Every line containing "suitcase" should be identified and copied from the data below.

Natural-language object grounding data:
——

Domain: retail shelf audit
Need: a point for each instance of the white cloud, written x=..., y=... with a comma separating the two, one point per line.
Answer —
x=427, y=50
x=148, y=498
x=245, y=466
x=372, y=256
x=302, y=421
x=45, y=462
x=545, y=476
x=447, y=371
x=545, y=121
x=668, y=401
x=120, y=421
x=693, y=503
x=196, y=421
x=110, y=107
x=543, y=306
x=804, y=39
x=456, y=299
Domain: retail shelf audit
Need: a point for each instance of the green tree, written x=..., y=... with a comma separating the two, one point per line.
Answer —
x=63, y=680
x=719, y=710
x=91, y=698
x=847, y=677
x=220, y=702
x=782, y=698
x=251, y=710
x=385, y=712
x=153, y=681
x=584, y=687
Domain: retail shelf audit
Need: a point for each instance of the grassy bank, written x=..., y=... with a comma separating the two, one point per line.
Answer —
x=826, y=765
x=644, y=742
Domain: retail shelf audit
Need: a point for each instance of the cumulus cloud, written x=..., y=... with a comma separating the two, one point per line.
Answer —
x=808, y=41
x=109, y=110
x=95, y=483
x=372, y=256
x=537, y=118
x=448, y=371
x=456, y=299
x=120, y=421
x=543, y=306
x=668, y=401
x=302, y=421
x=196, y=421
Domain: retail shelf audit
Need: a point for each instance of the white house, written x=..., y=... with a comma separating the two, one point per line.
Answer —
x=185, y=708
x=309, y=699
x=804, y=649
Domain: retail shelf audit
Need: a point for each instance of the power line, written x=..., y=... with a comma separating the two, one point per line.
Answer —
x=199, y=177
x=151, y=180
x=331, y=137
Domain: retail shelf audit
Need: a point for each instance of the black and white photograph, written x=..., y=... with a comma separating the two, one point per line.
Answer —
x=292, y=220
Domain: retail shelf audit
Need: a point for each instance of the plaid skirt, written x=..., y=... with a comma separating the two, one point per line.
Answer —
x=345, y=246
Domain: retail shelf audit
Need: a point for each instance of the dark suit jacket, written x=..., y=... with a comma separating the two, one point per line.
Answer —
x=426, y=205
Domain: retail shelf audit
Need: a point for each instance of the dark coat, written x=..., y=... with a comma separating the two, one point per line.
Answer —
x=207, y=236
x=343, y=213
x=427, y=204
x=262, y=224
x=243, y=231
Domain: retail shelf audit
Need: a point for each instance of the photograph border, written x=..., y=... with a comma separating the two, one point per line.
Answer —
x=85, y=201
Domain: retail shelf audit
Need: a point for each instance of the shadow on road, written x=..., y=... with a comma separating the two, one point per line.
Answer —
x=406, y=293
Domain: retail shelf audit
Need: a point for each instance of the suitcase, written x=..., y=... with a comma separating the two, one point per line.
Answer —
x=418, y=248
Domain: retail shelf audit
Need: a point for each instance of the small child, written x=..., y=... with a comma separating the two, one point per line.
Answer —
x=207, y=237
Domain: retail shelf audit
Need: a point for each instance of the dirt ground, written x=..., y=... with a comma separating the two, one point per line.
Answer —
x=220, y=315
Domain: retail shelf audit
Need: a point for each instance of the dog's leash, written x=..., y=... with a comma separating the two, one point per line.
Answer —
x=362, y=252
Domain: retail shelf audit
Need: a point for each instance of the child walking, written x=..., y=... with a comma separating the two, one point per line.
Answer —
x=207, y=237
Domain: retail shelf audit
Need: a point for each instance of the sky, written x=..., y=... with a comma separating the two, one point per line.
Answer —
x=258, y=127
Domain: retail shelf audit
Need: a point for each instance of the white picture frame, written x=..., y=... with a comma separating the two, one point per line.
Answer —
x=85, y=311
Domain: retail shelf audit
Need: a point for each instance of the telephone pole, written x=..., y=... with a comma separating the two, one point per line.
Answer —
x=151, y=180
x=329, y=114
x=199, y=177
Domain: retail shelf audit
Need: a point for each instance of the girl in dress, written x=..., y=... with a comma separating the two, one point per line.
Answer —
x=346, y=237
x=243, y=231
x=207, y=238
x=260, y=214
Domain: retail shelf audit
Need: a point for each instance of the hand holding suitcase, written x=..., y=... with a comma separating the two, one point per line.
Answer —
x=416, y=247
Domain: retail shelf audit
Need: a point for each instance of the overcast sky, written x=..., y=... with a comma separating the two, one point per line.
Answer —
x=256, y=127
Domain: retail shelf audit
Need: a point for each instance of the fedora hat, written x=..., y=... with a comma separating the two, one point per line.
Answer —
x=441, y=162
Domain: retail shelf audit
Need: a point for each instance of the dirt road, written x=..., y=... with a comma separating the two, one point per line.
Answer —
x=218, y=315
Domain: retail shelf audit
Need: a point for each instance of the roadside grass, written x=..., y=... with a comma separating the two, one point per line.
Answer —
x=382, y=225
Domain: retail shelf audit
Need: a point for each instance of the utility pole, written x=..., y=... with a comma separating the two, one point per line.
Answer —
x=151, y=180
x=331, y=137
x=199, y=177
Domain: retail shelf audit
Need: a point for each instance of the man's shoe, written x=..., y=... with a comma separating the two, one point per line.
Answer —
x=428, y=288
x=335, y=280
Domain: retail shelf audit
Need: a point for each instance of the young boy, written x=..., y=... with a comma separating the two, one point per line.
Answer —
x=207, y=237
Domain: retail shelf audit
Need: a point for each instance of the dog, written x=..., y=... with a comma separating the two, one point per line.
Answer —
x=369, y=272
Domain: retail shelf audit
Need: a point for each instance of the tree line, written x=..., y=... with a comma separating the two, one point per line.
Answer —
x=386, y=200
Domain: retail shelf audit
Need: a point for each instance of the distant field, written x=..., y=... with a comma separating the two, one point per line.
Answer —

——

Result for this task:
Need: a point for each instance of the suitcase, written x=..., y=... with a comma separating the two, one point per line.
Need: a point for each instance of the hand holding suitcase, written x=..., y=... with a comma separating the two, one point per line.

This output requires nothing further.